■ **TASK DESCRIPTION**: Please return every line of the records below that contains the word "example".

(Natural language region descriptions)
# # # # # # #

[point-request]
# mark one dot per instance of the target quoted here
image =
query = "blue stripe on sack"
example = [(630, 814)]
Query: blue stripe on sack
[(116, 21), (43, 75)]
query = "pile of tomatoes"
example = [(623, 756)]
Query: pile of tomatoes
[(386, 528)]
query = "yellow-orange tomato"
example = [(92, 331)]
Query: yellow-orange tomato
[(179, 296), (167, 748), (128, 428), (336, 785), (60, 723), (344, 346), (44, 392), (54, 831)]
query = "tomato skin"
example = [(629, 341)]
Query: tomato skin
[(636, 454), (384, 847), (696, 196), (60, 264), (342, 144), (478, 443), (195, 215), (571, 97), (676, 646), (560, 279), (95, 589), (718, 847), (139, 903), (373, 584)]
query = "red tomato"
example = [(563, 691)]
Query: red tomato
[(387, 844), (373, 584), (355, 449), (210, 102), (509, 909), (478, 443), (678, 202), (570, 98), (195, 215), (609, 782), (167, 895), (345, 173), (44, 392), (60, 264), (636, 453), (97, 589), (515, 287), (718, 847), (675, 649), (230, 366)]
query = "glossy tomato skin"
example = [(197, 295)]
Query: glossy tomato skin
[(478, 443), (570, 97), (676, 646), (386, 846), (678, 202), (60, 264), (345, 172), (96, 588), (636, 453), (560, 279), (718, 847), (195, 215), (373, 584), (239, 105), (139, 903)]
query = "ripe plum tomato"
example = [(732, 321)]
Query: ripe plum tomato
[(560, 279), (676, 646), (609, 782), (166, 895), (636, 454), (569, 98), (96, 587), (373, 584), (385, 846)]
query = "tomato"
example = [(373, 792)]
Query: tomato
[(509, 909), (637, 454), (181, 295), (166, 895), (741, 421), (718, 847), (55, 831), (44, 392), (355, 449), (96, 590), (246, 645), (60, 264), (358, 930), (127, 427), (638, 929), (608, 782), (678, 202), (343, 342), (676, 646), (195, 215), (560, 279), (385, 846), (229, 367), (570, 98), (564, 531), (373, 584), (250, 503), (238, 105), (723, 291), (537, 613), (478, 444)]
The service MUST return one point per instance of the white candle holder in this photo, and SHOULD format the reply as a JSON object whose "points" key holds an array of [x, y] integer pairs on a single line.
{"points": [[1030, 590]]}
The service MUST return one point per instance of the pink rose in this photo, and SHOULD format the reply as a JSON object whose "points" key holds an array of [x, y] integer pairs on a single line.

# # # # # # #

■ **REPLY**:
example = [(630, 814)]
example = [(623, 756)]
example = [(92, 331)]
example = [(629, 341)]
example = [(563, 691)]
example = [(197, 295)]
example = [(732, 321)]
example = [(373, 792)]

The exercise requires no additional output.